> _DATASET ENTRIES_:
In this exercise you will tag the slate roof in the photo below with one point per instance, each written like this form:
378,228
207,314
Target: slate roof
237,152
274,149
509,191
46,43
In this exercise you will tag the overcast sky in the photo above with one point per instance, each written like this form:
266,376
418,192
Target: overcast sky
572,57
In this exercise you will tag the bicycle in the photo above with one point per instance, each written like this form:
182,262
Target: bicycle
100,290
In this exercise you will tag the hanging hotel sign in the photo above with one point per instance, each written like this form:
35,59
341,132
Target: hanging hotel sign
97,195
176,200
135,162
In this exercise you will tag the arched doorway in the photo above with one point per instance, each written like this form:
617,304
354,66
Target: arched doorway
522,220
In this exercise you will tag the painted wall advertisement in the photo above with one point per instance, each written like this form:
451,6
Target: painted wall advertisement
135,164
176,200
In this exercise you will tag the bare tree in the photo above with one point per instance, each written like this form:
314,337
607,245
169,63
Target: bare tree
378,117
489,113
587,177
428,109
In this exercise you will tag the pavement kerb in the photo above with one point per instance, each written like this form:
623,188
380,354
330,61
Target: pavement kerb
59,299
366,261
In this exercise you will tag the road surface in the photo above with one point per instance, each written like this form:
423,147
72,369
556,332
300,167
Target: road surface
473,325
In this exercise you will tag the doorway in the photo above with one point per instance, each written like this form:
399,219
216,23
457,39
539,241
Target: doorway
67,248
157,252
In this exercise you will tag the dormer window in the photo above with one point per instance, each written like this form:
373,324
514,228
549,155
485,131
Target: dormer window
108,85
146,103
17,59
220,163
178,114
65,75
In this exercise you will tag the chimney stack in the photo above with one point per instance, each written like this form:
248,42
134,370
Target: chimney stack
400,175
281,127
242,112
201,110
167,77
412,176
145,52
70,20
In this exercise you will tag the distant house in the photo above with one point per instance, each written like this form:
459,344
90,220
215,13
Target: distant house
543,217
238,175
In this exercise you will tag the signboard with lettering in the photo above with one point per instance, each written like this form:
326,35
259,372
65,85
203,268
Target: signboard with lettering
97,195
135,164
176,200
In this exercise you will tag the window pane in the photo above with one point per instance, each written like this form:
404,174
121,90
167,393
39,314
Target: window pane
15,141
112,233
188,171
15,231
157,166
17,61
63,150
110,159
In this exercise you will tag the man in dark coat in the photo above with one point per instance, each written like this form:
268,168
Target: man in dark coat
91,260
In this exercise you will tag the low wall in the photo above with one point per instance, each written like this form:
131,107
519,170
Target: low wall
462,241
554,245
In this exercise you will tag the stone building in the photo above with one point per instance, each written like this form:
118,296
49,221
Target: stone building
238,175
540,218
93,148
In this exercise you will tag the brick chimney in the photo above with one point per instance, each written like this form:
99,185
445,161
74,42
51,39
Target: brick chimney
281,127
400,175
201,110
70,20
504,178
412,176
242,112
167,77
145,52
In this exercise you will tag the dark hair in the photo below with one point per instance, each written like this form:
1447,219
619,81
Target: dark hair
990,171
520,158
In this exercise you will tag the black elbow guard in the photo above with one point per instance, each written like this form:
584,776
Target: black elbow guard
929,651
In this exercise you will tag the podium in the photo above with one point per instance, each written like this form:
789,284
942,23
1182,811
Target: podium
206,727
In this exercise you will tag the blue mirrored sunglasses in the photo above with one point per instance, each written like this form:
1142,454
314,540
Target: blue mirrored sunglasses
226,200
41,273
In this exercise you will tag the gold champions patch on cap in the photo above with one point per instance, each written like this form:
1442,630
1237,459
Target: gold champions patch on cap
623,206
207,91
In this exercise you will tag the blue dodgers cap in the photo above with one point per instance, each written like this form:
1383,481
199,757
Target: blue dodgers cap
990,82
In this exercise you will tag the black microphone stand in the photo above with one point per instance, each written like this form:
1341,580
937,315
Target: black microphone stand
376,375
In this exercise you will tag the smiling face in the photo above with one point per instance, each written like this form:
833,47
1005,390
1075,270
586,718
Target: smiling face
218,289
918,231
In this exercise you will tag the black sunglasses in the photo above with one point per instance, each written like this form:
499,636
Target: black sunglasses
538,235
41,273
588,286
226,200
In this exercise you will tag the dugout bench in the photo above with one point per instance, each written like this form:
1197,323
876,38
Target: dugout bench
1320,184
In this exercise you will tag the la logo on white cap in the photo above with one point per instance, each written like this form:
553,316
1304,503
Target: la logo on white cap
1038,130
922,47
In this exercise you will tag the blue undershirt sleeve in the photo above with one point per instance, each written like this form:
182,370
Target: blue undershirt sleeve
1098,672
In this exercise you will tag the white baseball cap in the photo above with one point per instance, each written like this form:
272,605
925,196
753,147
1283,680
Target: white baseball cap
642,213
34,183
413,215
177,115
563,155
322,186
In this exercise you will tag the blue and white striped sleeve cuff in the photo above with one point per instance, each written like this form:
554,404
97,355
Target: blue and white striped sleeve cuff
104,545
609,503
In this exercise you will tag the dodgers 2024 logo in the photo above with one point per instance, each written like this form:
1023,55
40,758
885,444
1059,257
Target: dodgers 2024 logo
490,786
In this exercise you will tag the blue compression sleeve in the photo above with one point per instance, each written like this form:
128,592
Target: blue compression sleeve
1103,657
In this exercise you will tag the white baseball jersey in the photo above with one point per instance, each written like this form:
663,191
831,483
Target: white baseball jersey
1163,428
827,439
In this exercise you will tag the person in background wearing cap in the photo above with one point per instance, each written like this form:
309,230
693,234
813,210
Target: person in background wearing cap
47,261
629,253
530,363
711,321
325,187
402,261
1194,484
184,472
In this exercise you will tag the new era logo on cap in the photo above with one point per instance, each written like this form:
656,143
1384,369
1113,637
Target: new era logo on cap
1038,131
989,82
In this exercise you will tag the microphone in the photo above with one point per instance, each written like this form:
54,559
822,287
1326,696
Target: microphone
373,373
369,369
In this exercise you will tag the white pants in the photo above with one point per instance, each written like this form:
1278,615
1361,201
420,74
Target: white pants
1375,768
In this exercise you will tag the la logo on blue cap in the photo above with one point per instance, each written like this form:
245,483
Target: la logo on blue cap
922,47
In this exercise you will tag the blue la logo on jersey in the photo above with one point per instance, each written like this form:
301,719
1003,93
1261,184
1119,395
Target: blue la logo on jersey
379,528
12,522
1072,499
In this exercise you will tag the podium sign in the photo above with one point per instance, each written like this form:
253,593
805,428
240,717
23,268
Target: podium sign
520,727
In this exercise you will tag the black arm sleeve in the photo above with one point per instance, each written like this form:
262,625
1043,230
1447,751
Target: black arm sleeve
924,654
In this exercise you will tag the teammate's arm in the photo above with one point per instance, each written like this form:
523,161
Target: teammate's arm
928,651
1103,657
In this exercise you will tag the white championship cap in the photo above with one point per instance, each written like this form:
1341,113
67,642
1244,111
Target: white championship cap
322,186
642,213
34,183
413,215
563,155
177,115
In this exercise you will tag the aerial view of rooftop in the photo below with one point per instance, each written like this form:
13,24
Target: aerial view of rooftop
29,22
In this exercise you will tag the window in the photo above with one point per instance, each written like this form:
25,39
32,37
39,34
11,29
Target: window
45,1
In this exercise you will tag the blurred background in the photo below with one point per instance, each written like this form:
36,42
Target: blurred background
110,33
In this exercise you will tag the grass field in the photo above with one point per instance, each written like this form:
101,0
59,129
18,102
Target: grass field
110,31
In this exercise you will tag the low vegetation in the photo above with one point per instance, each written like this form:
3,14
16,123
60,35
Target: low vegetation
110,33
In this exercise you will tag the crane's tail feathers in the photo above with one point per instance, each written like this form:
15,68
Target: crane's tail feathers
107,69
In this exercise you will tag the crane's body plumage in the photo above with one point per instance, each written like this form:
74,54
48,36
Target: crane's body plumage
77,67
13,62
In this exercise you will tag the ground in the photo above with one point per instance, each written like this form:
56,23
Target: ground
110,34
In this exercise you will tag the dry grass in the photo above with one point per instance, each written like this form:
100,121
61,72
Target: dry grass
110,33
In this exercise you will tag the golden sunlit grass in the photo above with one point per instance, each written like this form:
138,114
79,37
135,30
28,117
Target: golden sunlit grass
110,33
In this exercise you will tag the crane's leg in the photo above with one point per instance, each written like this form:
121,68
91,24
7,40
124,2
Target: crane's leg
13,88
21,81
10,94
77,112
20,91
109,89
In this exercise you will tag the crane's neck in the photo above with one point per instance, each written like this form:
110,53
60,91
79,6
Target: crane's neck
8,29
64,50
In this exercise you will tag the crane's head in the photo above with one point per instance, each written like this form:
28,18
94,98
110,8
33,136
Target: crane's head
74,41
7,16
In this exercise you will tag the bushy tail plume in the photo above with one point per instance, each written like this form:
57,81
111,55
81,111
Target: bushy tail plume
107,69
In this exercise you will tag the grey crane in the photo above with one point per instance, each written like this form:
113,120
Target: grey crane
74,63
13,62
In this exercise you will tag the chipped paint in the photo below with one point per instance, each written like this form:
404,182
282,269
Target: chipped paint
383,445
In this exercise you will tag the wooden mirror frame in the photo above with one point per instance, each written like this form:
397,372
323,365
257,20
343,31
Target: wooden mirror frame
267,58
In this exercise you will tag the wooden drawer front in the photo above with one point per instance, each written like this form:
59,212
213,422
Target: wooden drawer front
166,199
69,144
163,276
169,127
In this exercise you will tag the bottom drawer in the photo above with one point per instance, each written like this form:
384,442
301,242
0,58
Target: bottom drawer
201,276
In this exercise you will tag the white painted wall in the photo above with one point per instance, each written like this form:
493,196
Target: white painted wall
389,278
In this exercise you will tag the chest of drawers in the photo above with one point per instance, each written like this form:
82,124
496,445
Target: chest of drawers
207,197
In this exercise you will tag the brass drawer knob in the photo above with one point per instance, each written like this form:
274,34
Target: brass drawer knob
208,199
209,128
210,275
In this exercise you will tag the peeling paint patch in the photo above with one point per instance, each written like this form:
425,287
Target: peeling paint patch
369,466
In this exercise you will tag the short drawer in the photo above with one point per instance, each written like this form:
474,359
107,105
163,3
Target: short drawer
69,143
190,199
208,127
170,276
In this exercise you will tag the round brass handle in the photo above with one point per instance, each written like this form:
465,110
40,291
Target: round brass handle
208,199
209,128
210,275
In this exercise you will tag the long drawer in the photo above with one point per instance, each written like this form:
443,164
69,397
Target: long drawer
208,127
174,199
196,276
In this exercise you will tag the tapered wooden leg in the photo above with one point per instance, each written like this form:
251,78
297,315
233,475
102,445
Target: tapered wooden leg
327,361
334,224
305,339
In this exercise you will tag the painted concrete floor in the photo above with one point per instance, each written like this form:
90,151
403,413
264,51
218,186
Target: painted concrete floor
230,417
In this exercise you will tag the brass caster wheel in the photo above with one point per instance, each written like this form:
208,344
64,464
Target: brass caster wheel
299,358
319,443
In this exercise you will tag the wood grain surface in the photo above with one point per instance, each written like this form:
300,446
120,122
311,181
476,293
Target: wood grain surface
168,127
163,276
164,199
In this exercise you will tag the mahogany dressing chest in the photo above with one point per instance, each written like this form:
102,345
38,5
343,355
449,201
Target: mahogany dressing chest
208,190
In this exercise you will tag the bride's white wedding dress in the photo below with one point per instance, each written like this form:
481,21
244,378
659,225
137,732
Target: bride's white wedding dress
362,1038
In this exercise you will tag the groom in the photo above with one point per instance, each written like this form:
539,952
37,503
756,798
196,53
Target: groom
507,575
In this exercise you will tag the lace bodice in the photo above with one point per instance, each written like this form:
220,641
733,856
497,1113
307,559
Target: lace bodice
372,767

> _EXERCISE INSTRUCTIONS_:
Everything from the line with "In this exercise you will tag the short" through the last line of the material above should be echoed exactly, and nothing else.

> _RESULT_:
In this exercise you will tag the short drawer in the photo above with one point per instance, each written like this form:
474,359
107,105
163,3
Target: short drawer
69,143
190,199
208,127
170,276
In this exercise you will tag the round brass handle in the photo above with one point per instance, each written like this form:
465,110
40,291
Target: round brass handle
208,199
209,128
210,275
In this exercise you will tag the long drawer in the photo above with one point per instance, each written like this form:
443,164
69,397
Target: long drawer
208,127
174,199
196,276
In this exercise you will tag the tapered wooden leg in the photo above with one point per instance, each written like this form:
251,78
297,315
233,475
102,445
Target: tapered wooden leg
327,361
334,224
305,339
In this exercise you will tag the painted concrete floor in the photo above with one point per instance, each written like this form:
90,151
403,413
264,51
218,186
Target: painted concrete floor
230,417
In this exercise you will tag the brass caster wheel in the photo above with one point per instance, each written like this form:
208,344
64,464
Target: brass caster wheel
299,358
319,443
In this exercise you will tag the wood grain surface in the photo above with one point per instance, each written like this form:
300,446
120,122
311,181
476,293
Target: wood grain surface
168,127
163,276
164,199
In this exercise you will tag the mahogany dressing chest in the photo above with one point per instance, each written like this form:
102,345
38,5
343,355
449,201
Target: mahogany dressing chest
208,190
In this exercise you will tag the bride's white wedding dress in the photo below with one point per instance, each written like this form:
481,21
244,378
659,225
137,732
Target: bride's white wedding dress
362,1038
In this exercise you will tag the groom in the photo above with one point per instance, each written like this form:
539,952
37,503
756,798
196,53
Target: groom
507,575
In this exercise you will tag the lace bodice in the photo above with one point per instance, each written like this form:
220,641
733,856
497,1113
307,559
Target: lace bodice
372,767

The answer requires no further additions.